[Start of Given records]

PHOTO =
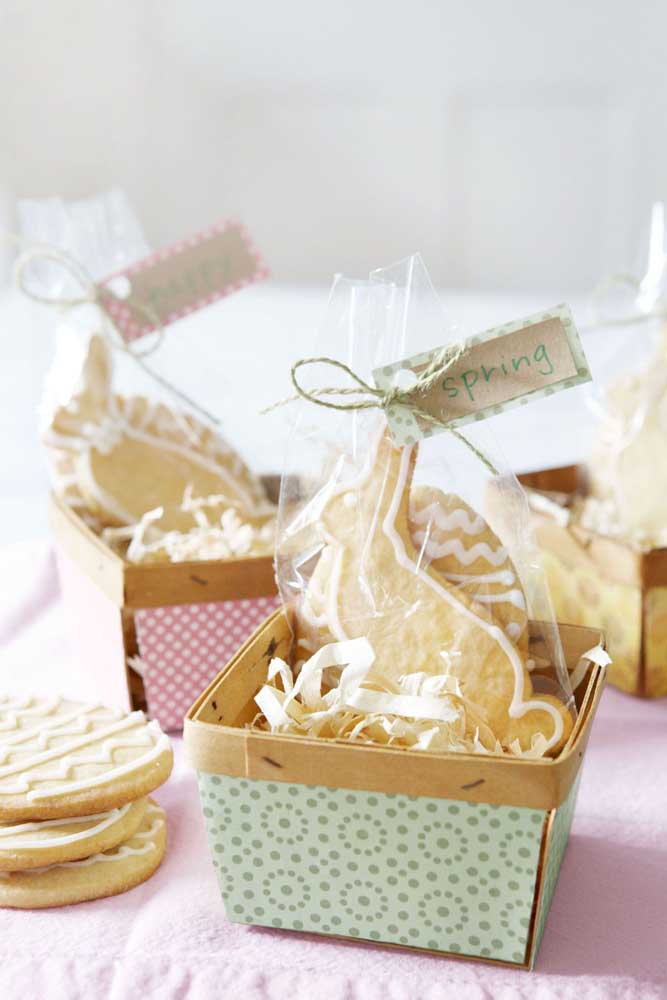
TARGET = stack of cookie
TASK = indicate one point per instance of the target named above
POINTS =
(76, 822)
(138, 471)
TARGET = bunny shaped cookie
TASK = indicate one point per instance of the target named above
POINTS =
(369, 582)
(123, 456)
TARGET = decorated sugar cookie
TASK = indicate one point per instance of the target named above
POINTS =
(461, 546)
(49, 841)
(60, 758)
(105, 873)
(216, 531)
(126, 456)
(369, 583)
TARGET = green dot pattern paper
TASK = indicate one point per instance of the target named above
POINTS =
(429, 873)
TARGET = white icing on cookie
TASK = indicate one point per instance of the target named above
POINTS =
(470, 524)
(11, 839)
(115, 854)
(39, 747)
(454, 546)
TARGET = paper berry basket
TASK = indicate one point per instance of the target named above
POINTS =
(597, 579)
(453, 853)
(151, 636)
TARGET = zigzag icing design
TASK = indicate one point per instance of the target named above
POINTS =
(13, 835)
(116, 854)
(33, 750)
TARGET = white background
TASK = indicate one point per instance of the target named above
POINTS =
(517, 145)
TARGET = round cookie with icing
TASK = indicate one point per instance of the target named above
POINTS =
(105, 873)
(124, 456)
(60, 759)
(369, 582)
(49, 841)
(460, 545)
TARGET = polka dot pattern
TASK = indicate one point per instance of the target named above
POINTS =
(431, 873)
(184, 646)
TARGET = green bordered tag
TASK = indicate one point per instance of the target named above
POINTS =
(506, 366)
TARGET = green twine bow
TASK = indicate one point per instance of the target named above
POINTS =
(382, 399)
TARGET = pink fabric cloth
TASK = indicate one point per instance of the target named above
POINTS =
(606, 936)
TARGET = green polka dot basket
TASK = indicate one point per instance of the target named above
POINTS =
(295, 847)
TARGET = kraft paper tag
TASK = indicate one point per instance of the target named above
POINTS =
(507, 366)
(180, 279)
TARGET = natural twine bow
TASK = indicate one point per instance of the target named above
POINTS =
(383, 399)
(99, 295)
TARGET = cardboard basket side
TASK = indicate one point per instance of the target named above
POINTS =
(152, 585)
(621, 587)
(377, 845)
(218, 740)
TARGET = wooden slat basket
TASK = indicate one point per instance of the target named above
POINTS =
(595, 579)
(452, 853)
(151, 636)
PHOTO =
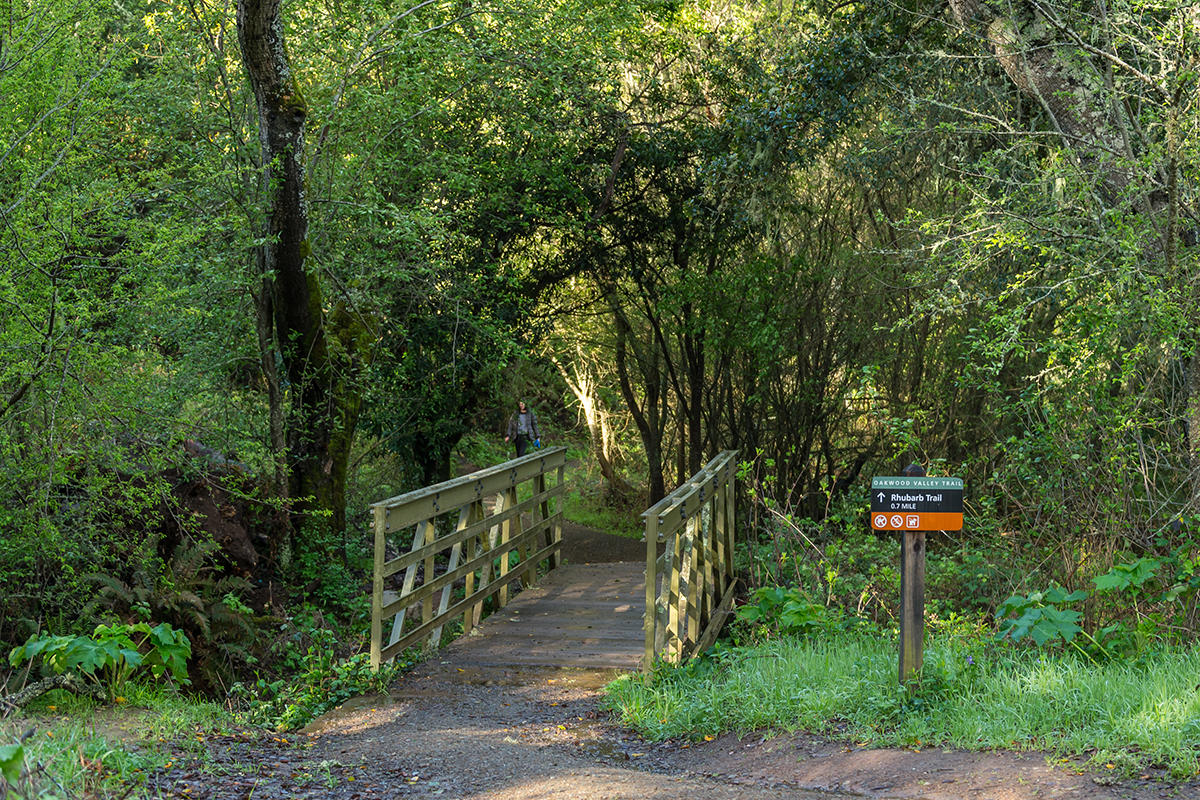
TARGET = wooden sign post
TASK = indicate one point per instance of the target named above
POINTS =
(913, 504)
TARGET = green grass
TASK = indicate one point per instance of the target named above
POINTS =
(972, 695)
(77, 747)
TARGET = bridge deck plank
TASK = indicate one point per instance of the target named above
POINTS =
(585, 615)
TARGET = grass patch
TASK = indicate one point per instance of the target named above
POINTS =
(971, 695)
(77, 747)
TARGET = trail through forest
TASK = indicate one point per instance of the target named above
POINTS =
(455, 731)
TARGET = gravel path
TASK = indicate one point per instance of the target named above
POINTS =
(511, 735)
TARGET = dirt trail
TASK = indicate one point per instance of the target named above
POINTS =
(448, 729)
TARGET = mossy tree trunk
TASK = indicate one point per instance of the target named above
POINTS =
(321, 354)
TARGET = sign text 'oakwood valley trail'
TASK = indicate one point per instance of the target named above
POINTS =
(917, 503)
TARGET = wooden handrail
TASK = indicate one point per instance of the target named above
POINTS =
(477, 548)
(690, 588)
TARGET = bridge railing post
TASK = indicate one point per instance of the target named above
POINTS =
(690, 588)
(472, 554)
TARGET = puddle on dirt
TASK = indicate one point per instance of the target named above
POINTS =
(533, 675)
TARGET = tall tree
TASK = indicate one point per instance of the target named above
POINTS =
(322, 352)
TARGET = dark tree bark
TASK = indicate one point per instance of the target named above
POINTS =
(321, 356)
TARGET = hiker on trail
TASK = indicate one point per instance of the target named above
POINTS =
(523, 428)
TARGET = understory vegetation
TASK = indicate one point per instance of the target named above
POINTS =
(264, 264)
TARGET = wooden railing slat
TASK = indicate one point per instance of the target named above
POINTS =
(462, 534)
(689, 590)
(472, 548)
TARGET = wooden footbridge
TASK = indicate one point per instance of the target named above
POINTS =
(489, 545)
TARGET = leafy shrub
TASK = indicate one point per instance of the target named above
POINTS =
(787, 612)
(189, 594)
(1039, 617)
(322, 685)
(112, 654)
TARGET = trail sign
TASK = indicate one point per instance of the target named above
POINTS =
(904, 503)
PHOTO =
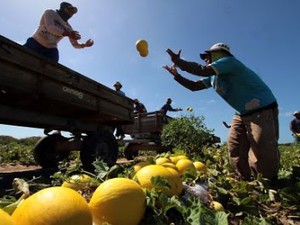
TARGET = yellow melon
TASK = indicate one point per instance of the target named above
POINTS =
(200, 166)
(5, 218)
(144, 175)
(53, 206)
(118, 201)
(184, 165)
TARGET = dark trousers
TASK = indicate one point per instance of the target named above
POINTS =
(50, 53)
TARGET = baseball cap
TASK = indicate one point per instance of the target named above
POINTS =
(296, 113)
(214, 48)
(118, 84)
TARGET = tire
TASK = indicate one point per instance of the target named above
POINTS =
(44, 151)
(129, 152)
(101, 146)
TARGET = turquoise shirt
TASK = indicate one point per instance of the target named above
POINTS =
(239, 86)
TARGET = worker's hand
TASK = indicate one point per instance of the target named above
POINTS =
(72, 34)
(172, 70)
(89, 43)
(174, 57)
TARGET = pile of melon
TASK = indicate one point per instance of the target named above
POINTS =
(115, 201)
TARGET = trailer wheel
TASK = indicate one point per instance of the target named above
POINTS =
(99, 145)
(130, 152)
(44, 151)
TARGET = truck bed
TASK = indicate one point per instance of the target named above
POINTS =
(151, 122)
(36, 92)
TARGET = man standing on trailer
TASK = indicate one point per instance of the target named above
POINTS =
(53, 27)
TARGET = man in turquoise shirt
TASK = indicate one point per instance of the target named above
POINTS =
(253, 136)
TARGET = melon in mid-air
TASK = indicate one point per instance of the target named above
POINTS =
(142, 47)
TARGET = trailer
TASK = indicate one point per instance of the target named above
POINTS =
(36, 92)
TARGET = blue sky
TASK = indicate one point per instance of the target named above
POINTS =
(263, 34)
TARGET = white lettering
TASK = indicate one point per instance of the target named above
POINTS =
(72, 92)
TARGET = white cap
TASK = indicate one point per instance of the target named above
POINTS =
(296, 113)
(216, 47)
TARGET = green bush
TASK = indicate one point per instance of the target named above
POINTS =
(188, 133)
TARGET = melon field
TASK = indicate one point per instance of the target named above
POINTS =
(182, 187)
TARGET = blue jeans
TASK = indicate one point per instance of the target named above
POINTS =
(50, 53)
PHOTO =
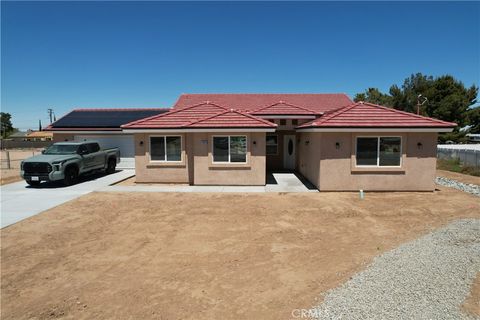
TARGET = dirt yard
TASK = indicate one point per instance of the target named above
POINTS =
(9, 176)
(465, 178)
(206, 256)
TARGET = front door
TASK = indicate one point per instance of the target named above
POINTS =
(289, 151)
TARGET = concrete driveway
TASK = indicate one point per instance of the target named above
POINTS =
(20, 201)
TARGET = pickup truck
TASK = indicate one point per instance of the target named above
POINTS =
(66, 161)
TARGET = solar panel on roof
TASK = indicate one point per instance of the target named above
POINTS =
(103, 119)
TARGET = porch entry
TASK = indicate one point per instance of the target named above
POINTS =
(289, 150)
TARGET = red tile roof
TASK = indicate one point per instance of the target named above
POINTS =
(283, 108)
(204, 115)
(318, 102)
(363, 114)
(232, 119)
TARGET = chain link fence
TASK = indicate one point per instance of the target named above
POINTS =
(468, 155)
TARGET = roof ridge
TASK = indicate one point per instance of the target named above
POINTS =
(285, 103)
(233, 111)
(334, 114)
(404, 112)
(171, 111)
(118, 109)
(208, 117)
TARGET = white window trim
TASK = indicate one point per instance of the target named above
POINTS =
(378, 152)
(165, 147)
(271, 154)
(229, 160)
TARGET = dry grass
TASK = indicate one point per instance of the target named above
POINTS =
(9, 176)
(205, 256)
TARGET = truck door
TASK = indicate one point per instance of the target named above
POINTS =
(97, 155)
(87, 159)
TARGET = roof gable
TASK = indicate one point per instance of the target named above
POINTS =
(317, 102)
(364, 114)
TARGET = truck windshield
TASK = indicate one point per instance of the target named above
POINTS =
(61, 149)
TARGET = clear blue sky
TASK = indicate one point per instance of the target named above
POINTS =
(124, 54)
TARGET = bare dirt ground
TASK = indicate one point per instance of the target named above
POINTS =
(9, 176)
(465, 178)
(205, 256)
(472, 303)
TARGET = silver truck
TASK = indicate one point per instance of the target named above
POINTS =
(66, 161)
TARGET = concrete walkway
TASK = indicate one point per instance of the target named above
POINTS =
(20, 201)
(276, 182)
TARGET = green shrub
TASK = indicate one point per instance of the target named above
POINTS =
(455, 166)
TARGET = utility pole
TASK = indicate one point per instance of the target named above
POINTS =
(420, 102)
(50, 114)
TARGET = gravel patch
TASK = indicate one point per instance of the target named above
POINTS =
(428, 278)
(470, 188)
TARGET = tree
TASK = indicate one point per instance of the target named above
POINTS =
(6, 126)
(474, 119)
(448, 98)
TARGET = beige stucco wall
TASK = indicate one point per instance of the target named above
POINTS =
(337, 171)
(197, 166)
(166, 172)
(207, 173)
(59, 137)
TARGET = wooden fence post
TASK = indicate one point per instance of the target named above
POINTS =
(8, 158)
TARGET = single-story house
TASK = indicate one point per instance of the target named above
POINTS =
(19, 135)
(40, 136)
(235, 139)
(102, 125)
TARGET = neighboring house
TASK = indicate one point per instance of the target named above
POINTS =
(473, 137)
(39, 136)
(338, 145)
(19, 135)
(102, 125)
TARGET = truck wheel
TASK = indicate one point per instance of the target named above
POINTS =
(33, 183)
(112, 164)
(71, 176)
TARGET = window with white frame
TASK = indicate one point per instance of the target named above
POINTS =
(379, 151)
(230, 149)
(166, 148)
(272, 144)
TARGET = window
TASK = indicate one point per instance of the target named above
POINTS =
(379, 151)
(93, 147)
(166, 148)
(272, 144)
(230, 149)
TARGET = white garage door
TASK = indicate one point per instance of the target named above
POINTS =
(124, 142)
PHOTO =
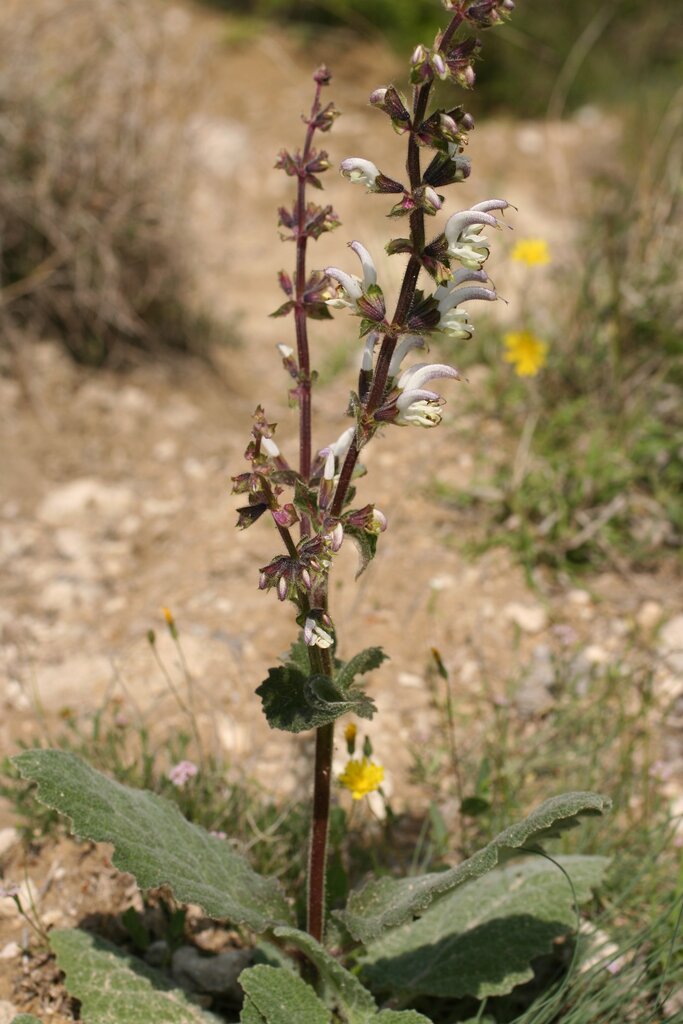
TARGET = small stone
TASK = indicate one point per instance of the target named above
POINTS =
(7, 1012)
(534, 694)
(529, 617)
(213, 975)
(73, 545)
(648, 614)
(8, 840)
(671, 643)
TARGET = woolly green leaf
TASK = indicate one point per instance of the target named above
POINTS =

[End of Given records]

> Challenge:
Print only the lines from the line that contains "TARGET = utility pole" to the final line of the data, inclusive. Pictures stay out.

> Answer for the task:
TARGET = utility pole
TASK = indicate one point per instance of the target named above
POINTS =
(420, 102)
(50, 114)
TARGET = gravel patch
TASK = indicate one point per instance of the target named above
POINTS =
(428, 278)
(470, 188)
TARGET = tree
TASK = indicate one point per instance of the target named above
POINTS =
(6, 126)
(474, 119)
(448, 98)
TARGET = beige stucco wall
TASK = indicate one point per instance of the target named above
POINTS =
(337, 171)
(197, 166)
(166, 172)
(207, 173)
(59, 137)
TARGET = wooden fence post
TASK = indicate one point per instance of the target named above
POINTS =
(8, 158)
TARGET = single-story house
TASK = indicate one point per instance of the target named above
POINTS =
(19, 135)
(40, 136)
(235, 139)
(102, 125)
TARGET = neighboring house
TASK = indicate one point per instance of the target named above
POINTS =
(473, 137)
(39, 136)
(338, 145)
(19, 135)
(102, 125)
TARGET = truck wheel
TASK = indicate one point per instance of the target named above
POINTS =
(33, 183)
(112, 164)
(71, 176)
TARGET = window with white frame
TASK = indicate one point per instance of the target named above
POINTS =
(379, 151)
(230, 149)
(166, 148)
(272, 144)
TARGET = window
TASK = indicate one point per instance of the target named above
POINTS =
(379, 151)
(93, 147)
(166, 148)
(272, 144)
(230, 149)
TARGET = white garage door
TASK = indicate one point per instance of the target named above
POINTS =
(124, 142)
PHOTO =
TARGET = small stone
TASK = indicate one point per instance of the target named above
POINTS =
(7, 1012)
(534, 694)
(529, 617)
(213, 975)
(73, 545)
(648, 614)
(8, 840)
(671, 643)
TARGET = woolly green leaf
TASK = indicate one point per instance of the target named above
POINTS =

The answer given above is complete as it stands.